# Text excerpt:
##########
# Does everyone's V love to "fetch" as much mine?



## jjohnson (Nov 9, 2011)

I thought I read somewhere that V's get bored playing plain ol' fetch, but Gus LOVES it. He lives to chase any ball (baseballs we steal...errr...find at the elementary school fields are his favorite). It is so great because I can just sit my lazy, pregnant butt on a bench and chuck that ball across the entire soccer field for an hour and he sprints after it every single time and becomes seriously annoyed if I don't throw it right away! We have also turned this kind of into his "job", since we don't hunt. We bring his kibble and everytime he retrieves the ball, he drops it, sits, and gets a piece of kibble. This is how he usually gets a meal a day. He also likes to find the ball if we throw it in some tall brush...

Anyway, it has worked out really well for us as a way to exercise him since we walk to a school with a big field and play ball for an hour then walk home. Just thought I would share- I am always amazed at how this dog can RUN! He seems so happy and is so pretty when he is sprinting towards a ball or zig-zagging the field with his tail wagging, looking for it in the grass


----------



## veifera (Apr 25, 2012)

My puppy is NUTS about retrieving. I use everything, however - ball, toys, sticks and retrieving dummies. It took me just a few days to teach her to bring the object back, sit in front of me and gently put it into my hand when I ask for it (open my palm and say give).

She's only 14 weeks so of course she's more polished indoors with few distractions. 

Outside, she won't drop it if she needs to stop to pee on the way back to me (always makes me laugh) but she sometimes won't sit down. Maybe the surface is too cold.

I love playing fetch with her! And she looks so focused and determined when she runs to fetch and then returns with that bouncy puppy walk....


----------



## Vizsla Baby (Nov 4, 2011)

If there are no birds around to stalk or squirrels to chase, Sadie loves to fetch!
##########
# Exercises to complete:
- A) Please list every object that veifera says she uses for retrieving in the fetch thread.
- B) Reproduce everything from "Outside, she won't" down to "is too cold." in the fetch thread, substituting "wet" for "cold".

Picture shape labeling rows:
##########
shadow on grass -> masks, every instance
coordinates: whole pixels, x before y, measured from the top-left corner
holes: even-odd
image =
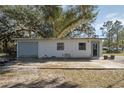
[[[47,62],[92,62],[91,58],[19,58],[18,61],[28,63],[47,63]]]
[[[58,78],[55,78],[51,81],[46,81],[46,80],[41,80],[41,81],[34,81],[32,83],[29,84],[23,84],[23,83],[18,83],[12,86],[2,86],[2,87],[9,87],[9,88],[47,88],[47,87],[51,87],[51,88],[77,88],[78,85],[77,84],[72,84],[70,82],[63,82],[63,83],[59,83]]]

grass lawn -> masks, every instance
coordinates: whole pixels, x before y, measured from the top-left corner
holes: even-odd
[[[103,55],[124,56],[124,52],[123,53],[103,53]]]
[[[124,70],[10,70],[0,72],[0,87],[124,87]]]

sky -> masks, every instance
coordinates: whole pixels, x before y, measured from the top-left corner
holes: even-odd
[[[100,5],[98,6],[98,15],[93,23],[96,29],[96,34],[102,37],[100,27],[106,21],[119,20],[124,25],[124,5]]]

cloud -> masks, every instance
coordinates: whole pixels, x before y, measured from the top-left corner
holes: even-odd
[[[113,18],[113,17],[115,17],[115,16],[118,16],[118,13],[109,13],[109,14],[107,14],[106,15],[106,19],[110,19],[110,18]]]

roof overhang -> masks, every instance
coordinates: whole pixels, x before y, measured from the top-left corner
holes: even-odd
[[[106,38],[13,38],[16,41],[23,40],[105,40]]]

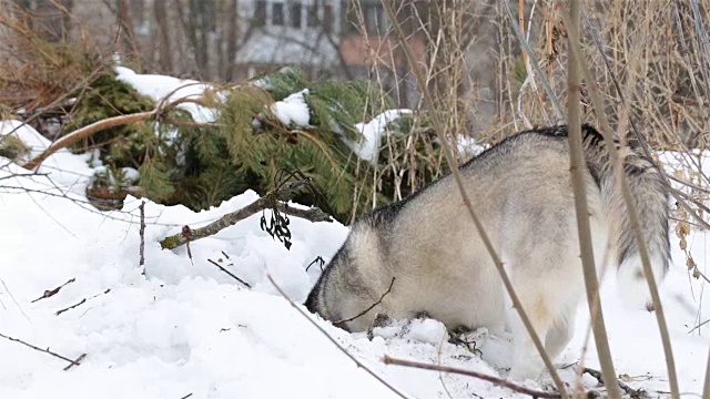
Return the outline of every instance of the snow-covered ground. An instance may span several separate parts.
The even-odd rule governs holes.
[[[31,127],[0,122],[0,135],[11,131],[34,153],[48,145]],[[414,320],[377,328],[368,339],[297,311],[267,276],[291,300],[303,303],[321,273],[317,264],[306,270],[307,266],[318,256],[328,260],[347,235],[337,223],[291,218],[291,250],[261,231],[261,215],[191,243],[192,260],[184,246],[160,248],[158,242],[183,225],[199,227],[256,200],[252,192],[202,213],[146,202],[143,275],[141,201],[128,198],[120,212],[95,211],[83,196],[93,174],[87,161],[88,155],[59,151],[39,175],[31,175],[0,158],[0,335],[71,359],[85,354],[79,366],[64,371],[69,362],[0,338],[0,398],[397,397],[307,318],[409,397],[527,397],[469,377],[382,361],[388,355],[505,377],[507,336],[476,331],[469,337],[476,341],[473,350],[449,344],[437,321]],[[710,318],[710,303],[702,279],[690,277],[674,232],[671,242],[673,265],[662,298],[681,391],[699,397],[710,325],[694,327]],[[690,254],[703,274],[710,259],[708,243],[710,237],[697,229],[688,237]],[[209,259],[253,288],[241,286]],[[36,300],[69,280],[55,295]],[[550,289],[555,284],[550,282]],[[606,282],[602,296],[618,372],[629,386],[665,397],[658,393],[668,391],[668,383],[655,315],[623,306],[613,278]],[[68,310],[58,315],[63,309]],[[560,366],[579,360],[588,327],[584,315],[582,308],[575,339],[558,359]],[[585,365],[599,368],[594,341]],[[560,369],[560,375],[574,383],[574,367]],[[584,383],[591,389],[596,380],[586,376]],[[551,383],[542,377],[526,385],[544,389]]]

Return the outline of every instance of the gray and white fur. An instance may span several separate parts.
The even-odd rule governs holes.
[[[582,126],[585,181],[597,272],[618,268],[636,299],[650,296],[627,206],[602,135]],[[653,274],[669,266],[669,206],[650,160],[623,155]],[[556,358],[572,336],[585,298],[567,126],[517,133],[460,167],[466,192],[500,255],[525,310]],[[404,201],[375,209],[351,233],[311,291],[306,307],[339,327],[366,330],[376,314],[410,318],[426,311],[447,327],[513,332],[509,377],[536,378],[542,361],[525,330],[449,174]]]

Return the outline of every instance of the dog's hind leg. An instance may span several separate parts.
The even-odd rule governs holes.
[[[558,318],[547,332],[547,337],[545,338],[545,350],[551,359],[558,357],[559,354],[567,348],[567,345],[572,338],[575,334],[574,316],[574,313],[570,313],[569,315]]]
[[[526,294],[518,293],[518,298],[532,324],[532,329],[545,342],[547,334],[552,327],[554,317],[544,297],[532,293],[530,293],[531,295]],[[545,368],[542,359],[517,311],[513,308],[509,311],[508,323],[513,332],[513,367],[508,377],[514,380],[537,378]]]

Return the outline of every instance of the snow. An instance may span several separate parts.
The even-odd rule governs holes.
[[[151,98],[153,101],[173,102],[180,99],[199,100],[206,91],[213,91],[210,84],[191,79],[178,79],[160,74],[142,74],[125,66],[115,66],[116,79],[132,85],[139,93]],[[182,103],[178,105],[192,115],[197,123],[212,123],[217,119],[214,109],[195,103]]]
[[[210,84],[195,80],[182,80],[159,74],[141,74],[125,66],[115,66],[118,79],[131,84],[139,93],[151,98],[155,102],[172,102],[182,98],[199,99],[205,91],[214,91]],[[253,82],[263,85],[258,80]],[[284,100],[271,104],[270,109],[276,119],[285,126],[311,127],[311,111],[304,95],[308,94],[308,89],[292,93]],[[194,103],[182,103],[178,105],[189,111],[195,122],[212,123],[217,119],[217,110],[202,106]],[[402,115],[412,114],[412,110],[387,110],[371,121],[355,124],[355,130],[361,133],[357,140],[349,140],[344,134],[341,139],[362,160],[369,163],[377,163],[377,154],[382,145],[383,137],[387,134],[387,125]],[[254,121],[258,125],[257,121]],[[174,132],[172,133],[174,134]],[[471,137],[459,136],[457,149],[466,158],[471,157],[483,151]]]
[[[156,99],[184,83],[119,71],[122,79],[144,88],[144,93],[152,88]],[[196,93],[199,86],[190,88]],[[284,103],[295,109],[297,99]],[[304,116],[302,111],[295,113],[296,119]],[[358,154],[376,158],[386,124],[408,112],[393,110],[358,124],[365,135],[363,143],[353,143]],[[0,122],[0,135],[7,134],[22,140],[33,155],[49,145],[33,129],[17,121]],[[704,160],[700,155],[704,154],[698,157]],[[660,156],[669,167],[682,164],[673,153]],[[317,256],[329,260],[346,238],[347,227],[338,223],[292,217],[291,250],[261,231],[261,214],[192,242],[192,260],[184,246],[160,248],[159,241],[179,233],[183,225],[205,225],[255,201],[258,196],[253,192],[201,213],[145,201],[142,275],[141,200],[126,198],[118,212],[93,208],[84,196],[95,171],[88,164],[91,161],[90,154],[63,150],[33,175],[0,158],[0,334],[72,359],[87,354],[81,365],[63,371],[65,361],[0,338],[0,398],[397,397],[343,355],[307,318],[365,367],[413,398],[448,398],[449,393],[452,398],[527,398],[464,376],[382,362],[388,355],[505,377],[511,350],[507,334],[496,336],[479,329],[463,337],[468,346],[453,345],[440,323],[414,319],[390,320],[374,328],[369,339],[367,334],[347,334],[314,315],[296,311],[267,276],[291,300],[303,303],[321,273],[317,265],[306,267]],[[101,167],[95,162],[92,166]],[[133,171],[124,172],[134,175]],[[710,236],[693,227],[687,241],[688,254],[706,274]],[[687,254],[678,247],[674,232],[671,243],[673,264],[662,286],[662,299],[680,390],[699,395],[710,349],[710,325],[694,327],[710,318],[710,303],[703,295],[706,283],[689,275]],[[209,259],[253,288],[243,287]],[[72,278],[74,282],[55,295],[36,300]],[[550,287],[554,284],[550,282]],[[609,276],[601,295],[617,371],[632,388],[666,397],[657,393],[668,391],[668,382],[656,316],[625,306],[616,288],[616,279]],[[559,366],[579,360],[588,330],[585,314],[580,308],[577,332],[558,359]],[[585,366],[599,369],[596,357],[591,340]],[[574,385],[574,367],[559,372]],[[590,389],[597,385],[589,376],[582,382]],[[526,381],[536,389],[550,385],[549,377]]]
[[[278,122],[285,126],[308,127],[311,111],[304,95],[308,94],[308,89],[293,93],[282,101],[276,101],[271,105],[271,111],[276,115]]]

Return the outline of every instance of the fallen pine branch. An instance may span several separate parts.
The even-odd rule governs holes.
[[[74,283],[77,280],[77,278],[71,278],[69,279],[67,283],[60,285],[59,287],[54,288],[54,289],[47,289],[44,290],[44,294],[42,294],[41,297],[32,300],[32,304],[34,304],[36,301],[45,299],[45,298],[50,298],[53,297],[54,295],[57,295],[57,293],[59,293],[60,289],[62,289],[65,285],[70,284],[70,283]]]
[[[302,187],[306,183],[307,181],[300,181],[300,182],[287,184],[283,188],[280,188],[274,193],[267,194],[236,212],[229,213],[204,227],[199,227],[193,229],[185,226],[190,232],[189,235],[184,233],[178,233],[178,234],[168,236],[161,239],[160,246],[163,249],[174,249],[186,243],[192,243],[196,239],[209,237],[226,227],[230,227],[236,224],[242,219],[245,219],[252,216],[253,214],[260,211],[270,209],[274,207],[274,204],[273,204],[274,201],[276,202],[276,205],[275,205],[276,211],[284,213],[286,215],[300,217],[314,223],[315,222],[333,222],[333,219],[328,214],[326,214],[325,212],[321,211],[317,207],[312,207],[310,209],[301,209],[301,208],[291,207],[287,204],[284,204],[283,202],[281,202],[281,198],[293,193],[294,191]],[[183,232],[185,231],[185,227],[183,227]]]
[[[4,338],[4,339],[10,340],[10,341],[13,341],[13,342],[22,344],[22,345],[24,345],[26,347],[32,348],[32,349],[34,349],[34,350],[37,350],[37,351],[41,351],[41,352],[44,352],[44,354],[51,355],[51,356],[53,356],[53,357],[55,357],[55,358],[58,358],[58,359],[62,359],[62,360],[64,360],[64,361],[68,361],[70,365],[69,365],[69,366],[67,366],[67,367],[64,368],[64,371],[65,371],[65,370],[69,370],[72,366],[79,366],[79,365],[81,365],[81,360],[82,360],[84,357],[87,357],[87,354],[82,354],[82,355],[81,355],[81,356],[79,356],[75,360],[72,360],[72,359],[70,359],[70,358],[68,358],[68,357],[65,357],[65,356],[61,356],[61,355],[59,355],[59,354],[57,354],[57,352],[53,352],[53,351],[49,350],[49,348],[47,348],[47,349],[42,349],[42,348],[39,348],[39,347],[37,347],[37,346],[32,345],[32,344],[28,344],[28,342],[26,342],[26,341],[23,341],[23,340],[21,340],[21,339],[18,339],[18,338],[8,337],[7,335],[3,335],[3,334],[0,334],[0,338]]]
[[[41,154],[39,154],[38,156],[33,157],[32,160],[28,161],[24,165],[22,165],[22,167],[24,167],[26,170],[32,171],[57,151],[64,149],[71,144],[74,144],[80,140],[90,137],[93,134],[104,131],[106,129],[125,125],[134,122],[148,121],[151,119],[161,119],[165,114],[166,110],[174,109],[175,106],[182,103],[195,103],[195,104],[204,105],[204,102],[200,101],[199,99],[182,98],[182,99],[172,101],[170,103],[165,102],[165,100],[166,99],[163,99],[163,101],[161,101],[158,104],[155,110],[152,110],[152,111],[136,112],[132,114],[106,117],[101,121],[97,121],[92,124],[85,125],[83,127],[77,129],[75,131],[62,136],[54,143],[52,143]]]
[[[549,392],[549,391],[541,391],[541,390],[530,389],[530,388],[527,388],[527,387],[524,387],[524,386],[519,386],[517,383],[513,383],[513,382],[510,382],[508,380],[505,380],[503,378],[488,376],[488,375],[485,375],[483,372],[473,371],[473,370],[465,370],[465,369],[460,369],[460,368],[456,368],[456,367],[448,367],[448,366],[432,365],[432,364],[425,364],[425,362],[418,362],[418,361],[395,359],[395,358],[392,358],[392,357],[389,357],[387,355],[385,355],[385,357],[383,358],[383,361],[385,362],[385,365],[413,367],[413,368],[418,368],[418,369],[424,369],[424,370],[434,370],[434,371],[450,372],[450,374],[458,374],[458,375],[463,375],[463,376],[475,377],[475,378],[478,378],[478,379],[484,380],[484,381],[488,381],[488,382],[491,382],[491,383],[495,383],[495,385],[499,385],[499,386],[506,387],[506,388],[508,388],[508,389],[510,389],[513,391],[516,391],[518,393],[529,395],[532,398],[558,399],[558,398],[562,397],[558,392]]]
##########
# Answers to the problems:
- A) ball, toys, sticks, retrieving dummies

- B)
Outside, she won't drop it if she needs to stop to pee on the way back to me (always makes me laugh) but she sometimes won't sit down. Maybe the surface is too wet.